» **Exercise materials**:
# # #

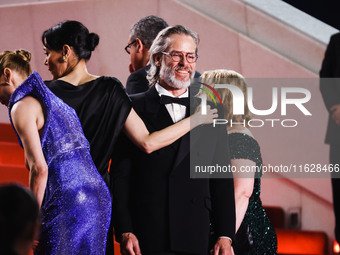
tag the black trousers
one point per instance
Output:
(334, 156)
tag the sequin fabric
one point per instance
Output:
(76, 209)
(242, 146)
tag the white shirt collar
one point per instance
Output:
(163, 91)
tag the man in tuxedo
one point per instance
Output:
(330, 89)
(157, 207)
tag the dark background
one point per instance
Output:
(327, 11)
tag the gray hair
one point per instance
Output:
(161, 43)
(146, 29)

# # #

» **Exercise requirements**: The reply has to reproduce every line above verbatim and contain no pictures.

» **Written response**:
tag the black trousers
one point per instance
Output:
(334, 156)
tag the sequin fabric
one point per instance
Output:
(76, 209)
(242, 146)
tag the white shirt collar
one point per instance
Output:
(163, 91)
tag the man in tuxedo
one point per instance
Output:
(330, 89)
(157, 207)
tag the dark background
one point per instance
Output:
(327, 11)
tag the gray hair
one point per instance
Output:
(161, 43)
(146, 29)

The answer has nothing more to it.